Recorded data

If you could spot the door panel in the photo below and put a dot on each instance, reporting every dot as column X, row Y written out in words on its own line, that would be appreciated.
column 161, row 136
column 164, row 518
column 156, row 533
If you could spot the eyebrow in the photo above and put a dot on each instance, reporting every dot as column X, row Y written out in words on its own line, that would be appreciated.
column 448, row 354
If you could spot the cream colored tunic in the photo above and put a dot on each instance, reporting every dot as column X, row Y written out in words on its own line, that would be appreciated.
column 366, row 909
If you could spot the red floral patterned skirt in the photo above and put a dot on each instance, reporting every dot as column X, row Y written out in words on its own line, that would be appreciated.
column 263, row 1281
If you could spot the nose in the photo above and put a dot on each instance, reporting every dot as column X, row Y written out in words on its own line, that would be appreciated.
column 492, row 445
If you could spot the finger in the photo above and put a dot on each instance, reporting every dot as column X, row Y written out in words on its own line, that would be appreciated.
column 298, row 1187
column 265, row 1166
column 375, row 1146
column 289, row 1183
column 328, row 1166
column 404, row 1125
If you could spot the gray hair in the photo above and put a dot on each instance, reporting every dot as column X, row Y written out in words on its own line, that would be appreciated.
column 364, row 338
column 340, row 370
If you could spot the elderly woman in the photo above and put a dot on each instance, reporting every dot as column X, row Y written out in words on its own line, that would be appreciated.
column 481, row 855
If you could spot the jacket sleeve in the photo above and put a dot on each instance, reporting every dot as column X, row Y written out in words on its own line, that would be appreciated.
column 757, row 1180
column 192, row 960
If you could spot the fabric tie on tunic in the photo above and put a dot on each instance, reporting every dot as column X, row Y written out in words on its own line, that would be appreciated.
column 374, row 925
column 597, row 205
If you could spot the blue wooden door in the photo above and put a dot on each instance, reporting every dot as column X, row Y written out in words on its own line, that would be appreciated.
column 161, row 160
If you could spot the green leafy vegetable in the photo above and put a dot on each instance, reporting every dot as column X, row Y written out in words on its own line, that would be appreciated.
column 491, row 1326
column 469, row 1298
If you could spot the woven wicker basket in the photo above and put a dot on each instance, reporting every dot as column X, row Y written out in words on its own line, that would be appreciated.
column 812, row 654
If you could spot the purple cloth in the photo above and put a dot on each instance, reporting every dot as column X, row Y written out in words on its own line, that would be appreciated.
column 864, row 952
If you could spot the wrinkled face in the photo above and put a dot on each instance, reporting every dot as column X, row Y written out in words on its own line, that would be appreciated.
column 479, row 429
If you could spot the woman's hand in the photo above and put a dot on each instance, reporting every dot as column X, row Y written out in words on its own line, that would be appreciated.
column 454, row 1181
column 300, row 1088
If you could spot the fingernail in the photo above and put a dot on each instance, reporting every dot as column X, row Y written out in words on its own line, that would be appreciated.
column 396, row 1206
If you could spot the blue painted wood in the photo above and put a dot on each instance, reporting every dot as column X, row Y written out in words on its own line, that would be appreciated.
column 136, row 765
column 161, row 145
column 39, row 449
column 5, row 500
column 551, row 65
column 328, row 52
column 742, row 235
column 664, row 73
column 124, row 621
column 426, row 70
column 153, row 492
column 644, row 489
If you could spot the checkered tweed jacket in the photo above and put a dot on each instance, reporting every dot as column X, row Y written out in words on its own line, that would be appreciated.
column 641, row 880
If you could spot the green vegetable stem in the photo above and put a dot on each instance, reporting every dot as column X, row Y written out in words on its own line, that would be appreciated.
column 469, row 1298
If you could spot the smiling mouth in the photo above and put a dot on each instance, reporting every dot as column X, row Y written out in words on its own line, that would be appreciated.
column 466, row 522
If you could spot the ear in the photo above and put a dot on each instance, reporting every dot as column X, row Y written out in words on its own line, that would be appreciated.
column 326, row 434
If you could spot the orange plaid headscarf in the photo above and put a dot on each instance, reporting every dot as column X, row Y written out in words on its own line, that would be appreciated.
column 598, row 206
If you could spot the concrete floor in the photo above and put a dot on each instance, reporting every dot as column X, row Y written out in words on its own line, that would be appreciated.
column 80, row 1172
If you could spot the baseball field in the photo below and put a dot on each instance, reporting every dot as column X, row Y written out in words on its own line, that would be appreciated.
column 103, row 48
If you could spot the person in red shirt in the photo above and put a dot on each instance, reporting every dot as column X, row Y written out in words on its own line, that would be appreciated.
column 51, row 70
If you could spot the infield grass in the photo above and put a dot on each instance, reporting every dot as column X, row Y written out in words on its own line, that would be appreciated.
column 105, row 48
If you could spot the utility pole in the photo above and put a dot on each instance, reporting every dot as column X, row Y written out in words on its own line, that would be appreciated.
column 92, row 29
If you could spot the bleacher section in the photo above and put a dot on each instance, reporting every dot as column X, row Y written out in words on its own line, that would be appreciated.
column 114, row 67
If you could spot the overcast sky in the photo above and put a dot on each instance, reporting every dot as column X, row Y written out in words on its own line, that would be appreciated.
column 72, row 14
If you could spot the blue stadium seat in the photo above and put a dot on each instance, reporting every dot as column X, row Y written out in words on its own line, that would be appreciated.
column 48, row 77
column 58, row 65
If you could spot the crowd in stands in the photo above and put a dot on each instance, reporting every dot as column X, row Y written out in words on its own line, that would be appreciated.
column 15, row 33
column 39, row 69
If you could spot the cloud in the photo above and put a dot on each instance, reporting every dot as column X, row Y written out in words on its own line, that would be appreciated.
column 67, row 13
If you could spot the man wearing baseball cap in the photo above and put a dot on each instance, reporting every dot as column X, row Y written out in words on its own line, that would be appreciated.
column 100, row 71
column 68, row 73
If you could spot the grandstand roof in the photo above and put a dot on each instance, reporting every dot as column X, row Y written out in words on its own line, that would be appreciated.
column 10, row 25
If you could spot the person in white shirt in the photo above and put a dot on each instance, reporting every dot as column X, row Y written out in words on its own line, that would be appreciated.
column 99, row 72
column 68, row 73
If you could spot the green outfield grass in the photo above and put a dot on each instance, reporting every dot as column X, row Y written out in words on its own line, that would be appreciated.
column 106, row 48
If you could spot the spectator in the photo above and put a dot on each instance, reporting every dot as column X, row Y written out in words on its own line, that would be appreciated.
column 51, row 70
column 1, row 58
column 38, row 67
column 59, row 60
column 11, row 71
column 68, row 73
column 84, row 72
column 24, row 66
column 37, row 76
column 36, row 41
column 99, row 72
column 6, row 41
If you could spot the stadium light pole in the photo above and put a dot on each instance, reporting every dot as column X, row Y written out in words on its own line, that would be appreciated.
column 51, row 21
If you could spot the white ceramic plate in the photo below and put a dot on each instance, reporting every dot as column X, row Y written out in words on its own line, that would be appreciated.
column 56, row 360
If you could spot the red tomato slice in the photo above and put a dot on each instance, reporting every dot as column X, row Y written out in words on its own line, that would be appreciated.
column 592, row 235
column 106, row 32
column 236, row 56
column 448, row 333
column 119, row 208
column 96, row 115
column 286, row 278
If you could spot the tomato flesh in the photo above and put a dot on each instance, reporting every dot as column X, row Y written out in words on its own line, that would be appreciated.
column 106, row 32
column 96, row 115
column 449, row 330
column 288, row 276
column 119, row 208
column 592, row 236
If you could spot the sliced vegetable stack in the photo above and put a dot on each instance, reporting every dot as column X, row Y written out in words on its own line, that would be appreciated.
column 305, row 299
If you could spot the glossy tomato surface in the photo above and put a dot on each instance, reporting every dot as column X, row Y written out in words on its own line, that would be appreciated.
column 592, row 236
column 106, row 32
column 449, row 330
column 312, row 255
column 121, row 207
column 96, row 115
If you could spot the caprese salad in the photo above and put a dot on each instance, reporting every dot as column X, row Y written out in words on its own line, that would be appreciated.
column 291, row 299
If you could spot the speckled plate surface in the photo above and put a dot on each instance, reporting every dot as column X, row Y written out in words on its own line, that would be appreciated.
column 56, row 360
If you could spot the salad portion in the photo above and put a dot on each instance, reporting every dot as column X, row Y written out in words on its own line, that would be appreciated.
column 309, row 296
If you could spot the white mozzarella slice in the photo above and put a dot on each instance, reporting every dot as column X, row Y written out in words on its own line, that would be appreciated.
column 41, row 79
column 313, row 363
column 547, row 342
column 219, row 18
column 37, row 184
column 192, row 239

Written task
Take every line from the one containing "If you could spot the caprese" to the end of the listing and output it exactly, with nothing else.

Exercise response
If you could spot the caprese salad in the photo above and put a dot on each instance, reporting every dot as column X, row Y written out in words on its own line, that would be appreciated.
column 291, row 299
If you could spot the speckled plate surface in the photo above and put a dot on each instance, reporting every dot as column X, row Y written out in words on its own line, that would be appreciated.
column 56, row 360
If you could spot the salad portion in the photo above and put a dot on each instance, reporting every dot as column X, row Y written out in words on its own line, that would be appreciated.
column 309, row 296
If you could spot the white mozzarella slice in the photo above and put a dot on each instance, reporting every dot as column X, row Y written out in words on its own line, that would be appreciated.
column 41, row 79
column 313, row 363
column 547, row 342
column 219, row 18
column 37, row 184
column 192, row 239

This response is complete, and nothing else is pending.